Given instruction: Could you copy all of the material below line for line, leaving out the pictures?

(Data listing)
** begin **

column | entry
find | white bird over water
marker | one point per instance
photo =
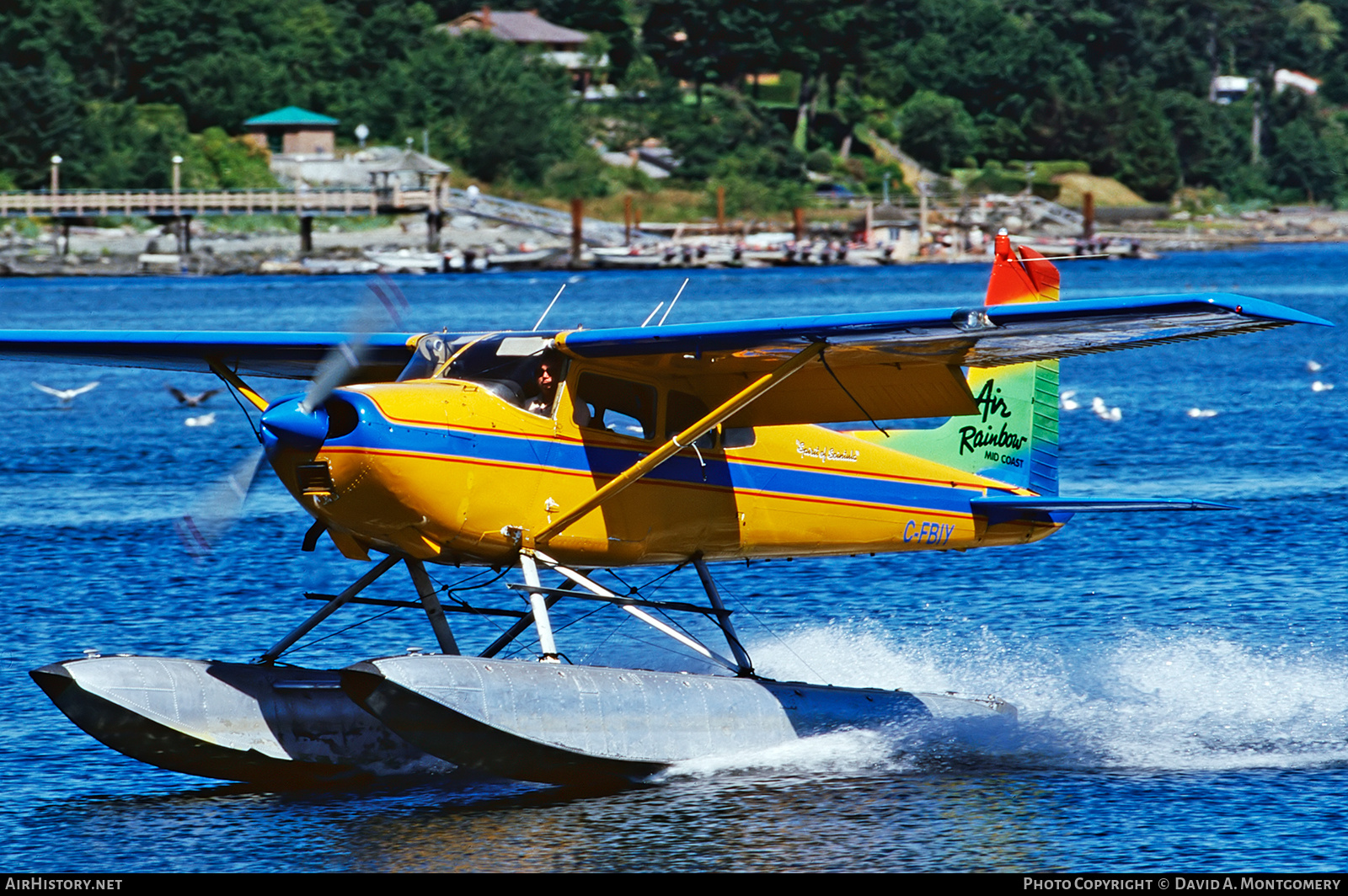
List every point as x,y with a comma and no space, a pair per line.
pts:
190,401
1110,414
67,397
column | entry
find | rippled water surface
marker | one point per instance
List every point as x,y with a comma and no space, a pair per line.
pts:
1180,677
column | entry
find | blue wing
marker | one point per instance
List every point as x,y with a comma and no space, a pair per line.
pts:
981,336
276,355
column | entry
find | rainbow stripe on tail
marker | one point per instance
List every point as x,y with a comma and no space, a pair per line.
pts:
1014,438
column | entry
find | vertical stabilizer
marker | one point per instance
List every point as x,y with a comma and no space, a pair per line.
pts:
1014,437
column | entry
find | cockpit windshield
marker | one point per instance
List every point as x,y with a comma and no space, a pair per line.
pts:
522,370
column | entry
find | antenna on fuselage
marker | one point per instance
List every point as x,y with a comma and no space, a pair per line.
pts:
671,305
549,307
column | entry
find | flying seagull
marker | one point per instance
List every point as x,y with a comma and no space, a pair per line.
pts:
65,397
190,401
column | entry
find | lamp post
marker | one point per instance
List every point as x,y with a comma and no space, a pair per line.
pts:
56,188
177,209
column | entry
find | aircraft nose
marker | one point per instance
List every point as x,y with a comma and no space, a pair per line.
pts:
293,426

** end **

Final answer:
column | entry
find | white bird over water
marker | one point per instance
photo =
List every point as x,y with a comma and no space, a pair per line.
pts:
190,401
1110,414
67,397
column | entry
find | rippled water surface
marker | one point per instance
List every point as x,y with a comma and no space, a pair per line.
pts:
1180,677
column | entry
find | blue wing
marker | one point per instance
List every point as x,y with a comma and no space, a pair per line.
pts:
981,336
276,355
column | entry
find | rainbow stripe on tail
marker | one point per instance
List every point as x,y with a comma and no space, a pair per line.
pts:
1014,438
column | entry
find | vertical stabilizer
marker | one point per instance
List every point as x,y with a comma and no space, a pair per line.
pts:
1014,437
column | entry
find | cockpit windshield
marker | one point per instance
List every point as x,y with a comma and no space, a pair per line.
pts:
522,370
column | entry
find | antenna on fuselage
marker | one point per instance
List every point as x,y with a comma and no space, a pair per line.
pts:
671,305
549,307
column | entry
find | flying seagull
marker | one point per instance
List every point as x,y with a comma and no space, a pair per line.
pts:
65,397
190,401
column | entry
find | lamp post
marker | one point per instance
List every point as x,y with a comma and no space, a pair per line.
pts:
56,188
177,209
column | entry
find | aircraft nose
marker | one point per instance
List every point as x,y with a comma and no space, a pair per line.
pts:
293,426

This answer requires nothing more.